Qui a dit que la police de ce pays pourrait être complice d’une telle stupidité ? Ce qui est certain, c’est qu’il s’était trouvé un vendeur, tout comme de possibles acquéreurs dans notre pays, terre de liberté. Avec la certitude de réaliser une belle affaire car, avec le temps, ces oripeaux de la barbarie pouvaient prendre de la valeur. Imaginez un instant la préfecture de police mettant en vente les quelques étoiles jaunes récupérées dans les archives du Commissariat général aux affaires juives. Cela ferait un beau scandale. Toujours est-il que le triste individu, possesseur de la tenue, tant recherchée par quelques collectionneurs indécents, ne se vantera pas de sa petite cupidité.
La France n’a pas le monopole des violences policières.

(Extraits de données d'étiquetage de lieux)
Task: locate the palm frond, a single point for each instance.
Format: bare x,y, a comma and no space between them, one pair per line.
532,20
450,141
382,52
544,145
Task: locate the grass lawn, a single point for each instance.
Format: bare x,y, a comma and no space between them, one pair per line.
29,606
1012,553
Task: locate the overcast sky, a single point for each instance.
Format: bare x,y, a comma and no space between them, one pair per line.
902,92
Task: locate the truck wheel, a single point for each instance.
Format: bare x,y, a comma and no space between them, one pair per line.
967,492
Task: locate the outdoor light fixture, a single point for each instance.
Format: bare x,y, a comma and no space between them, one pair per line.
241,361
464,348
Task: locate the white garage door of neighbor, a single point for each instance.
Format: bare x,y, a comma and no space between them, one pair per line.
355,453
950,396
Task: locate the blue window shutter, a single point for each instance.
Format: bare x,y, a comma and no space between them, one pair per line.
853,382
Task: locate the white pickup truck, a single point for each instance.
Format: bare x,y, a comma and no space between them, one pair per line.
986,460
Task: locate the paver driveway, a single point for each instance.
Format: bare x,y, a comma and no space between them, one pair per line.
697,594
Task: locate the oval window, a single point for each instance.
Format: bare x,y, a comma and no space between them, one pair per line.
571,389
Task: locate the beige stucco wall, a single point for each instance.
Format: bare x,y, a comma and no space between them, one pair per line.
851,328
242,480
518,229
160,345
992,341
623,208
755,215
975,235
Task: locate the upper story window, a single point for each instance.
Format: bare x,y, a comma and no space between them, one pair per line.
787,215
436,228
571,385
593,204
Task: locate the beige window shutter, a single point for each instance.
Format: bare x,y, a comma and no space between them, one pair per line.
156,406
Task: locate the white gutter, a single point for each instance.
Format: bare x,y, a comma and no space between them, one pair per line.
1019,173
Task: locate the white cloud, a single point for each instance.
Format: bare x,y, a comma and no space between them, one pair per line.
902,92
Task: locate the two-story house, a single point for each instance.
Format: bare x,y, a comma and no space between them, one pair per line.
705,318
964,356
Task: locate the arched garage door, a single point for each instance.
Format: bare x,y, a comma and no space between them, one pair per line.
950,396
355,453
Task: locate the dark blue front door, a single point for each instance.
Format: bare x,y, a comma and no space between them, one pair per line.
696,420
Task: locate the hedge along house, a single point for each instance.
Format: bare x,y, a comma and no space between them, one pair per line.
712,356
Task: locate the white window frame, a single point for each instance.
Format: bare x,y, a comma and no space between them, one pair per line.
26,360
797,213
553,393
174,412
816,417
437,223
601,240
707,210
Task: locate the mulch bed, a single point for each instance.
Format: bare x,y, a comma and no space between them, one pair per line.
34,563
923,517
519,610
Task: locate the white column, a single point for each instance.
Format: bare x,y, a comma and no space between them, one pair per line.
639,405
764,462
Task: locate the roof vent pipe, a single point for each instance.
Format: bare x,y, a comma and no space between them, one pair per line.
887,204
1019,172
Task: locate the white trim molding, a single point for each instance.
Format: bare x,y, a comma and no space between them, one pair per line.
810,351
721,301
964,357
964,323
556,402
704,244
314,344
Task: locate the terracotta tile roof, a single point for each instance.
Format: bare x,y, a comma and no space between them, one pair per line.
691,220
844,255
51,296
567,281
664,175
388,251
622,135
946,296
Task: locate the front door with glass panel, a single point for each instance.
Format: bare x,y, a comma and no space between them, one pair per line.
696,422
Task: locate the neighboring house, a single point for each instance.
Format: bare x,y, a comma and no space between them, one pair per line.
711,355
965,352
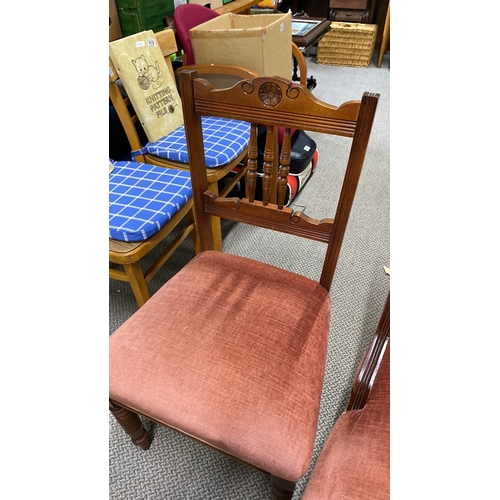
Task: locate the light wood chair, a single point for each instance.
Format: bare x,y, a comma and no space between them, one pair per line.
128,257
231,351
130,122
188,16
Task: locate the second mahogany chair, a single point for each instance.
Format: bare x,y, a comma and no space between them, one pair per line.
231,351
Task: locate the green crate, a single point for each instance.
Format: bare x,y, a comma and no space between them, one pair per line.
142,15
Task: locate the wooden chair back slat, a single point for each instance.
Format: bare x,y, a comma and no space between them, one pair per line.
275,102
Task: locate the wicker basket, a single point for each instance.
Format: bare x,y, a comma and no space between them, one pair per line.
348,44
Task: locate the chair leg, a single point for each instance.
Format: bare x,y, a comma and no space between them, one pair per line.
281,489
131,424
215,221
137,282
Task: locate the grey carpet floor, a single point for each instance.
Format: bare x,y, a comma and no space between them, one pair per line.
177,468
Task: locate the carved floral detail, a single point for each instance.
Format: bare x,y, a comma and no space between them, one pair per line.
270,94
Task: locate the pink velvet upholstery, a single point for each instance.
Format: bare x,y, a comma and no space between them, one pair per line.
354,463
205,326
187,16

EXERCICE PROPOSÉ 1:
Recopiez le passage du texte sur la tenue convoitée par des collectionneurs qui va de « Qui a dit que » à « des violences policières. », en substituant « marchand » à « vendeur ».
EXERCICE PROPOSÉ 2:
Poursuivez le texte sur la tenue convoitée par des collectionneurs à partir de l'endroit où il s'arrête.
Les items n'ont aucun rapport avec le texte sur la tenue convoitée par des collectionneurs.

RÉPONSE FINALE 1:
Qui a dit que la police de ce pays pourrait être complice d’une telle stupidité ? Ce qui est certain, c’est qu’il s’était trouvé un marchand, tout comme de possibles acquéreurs dans notre pays, terre de liberté. Avec la certitude de réaliser une belle affaire car, avec le temps, ces oripeaux de la barbarie pouvaient prendre de la valeur. Imaginez un instant la préfecture de police mettant en vente les quelques étoiles jaunes récupérées dans les archives du Commissariat général aux affaires juives. Cela ferait un beau scandale. Toujours est-il que le triste individu, possesseur de la tenue, tant recherchée par quelques collectionneurs indécents, ne se vantera pas de sa petite cupidité.
La France n’a pas le monopole des violences policières.

RÉPONSE FINALE 2:
Il ne faudrait surtout pas imaginer que la police française soit la seule parmi les pays qualifiés de démocratiques, à compter des éléments n’ayant rien de particulièrement humanistes. Trop souvent, les Droits de l’homme sont piétinés. Comme s’il était naturel de laisser libre court aux bas instincts d’un certain nombre de gardiens de l’ordre public – comme on dit. Bien entendu, une fois encore, il ne s’agit que d’une minorité de policiers se livrant à des actes violents, et parfois même contre nature. L’exemple qui suit, relaté dans Libération daté du 16 mars 2013, est plutôt rare. Il n’empêche, les policiers auteurs d’une abominable séance de violences en réunion portaient fièrement l’uniforme des forces de l’ordre du royaume de Belgique. Quelques précisions sur un exploit conduit par des individus à face humaine :
« Ils sont six, casqués, carapaçonnés et armés de matraques, à se presser dans une cellule de 3,50 mètres carrés. Ce sont des hommes de l’unité spéciale en soutien de la police d’Anvers. Il s immobilisent au sol un homme nu, déjà KO (suivent) une grenade assourdissante, des coups de boucliers et de matraques. Brusquement, de cette massa grouillante qui, littéralement, recouvre l’homme, surgit un poing qui s’abat à cinq reprises. Du sang gicle. Un médecin entre dans la cellule et administre un calmant au détenu. Mais il est déjà mort : hémorragie interne provoquée par la rupture d’une veine abdominale et par lacération du foie – une plaie de dix centimètres. Tout cela s’est déroulé en moins de deux minutes. »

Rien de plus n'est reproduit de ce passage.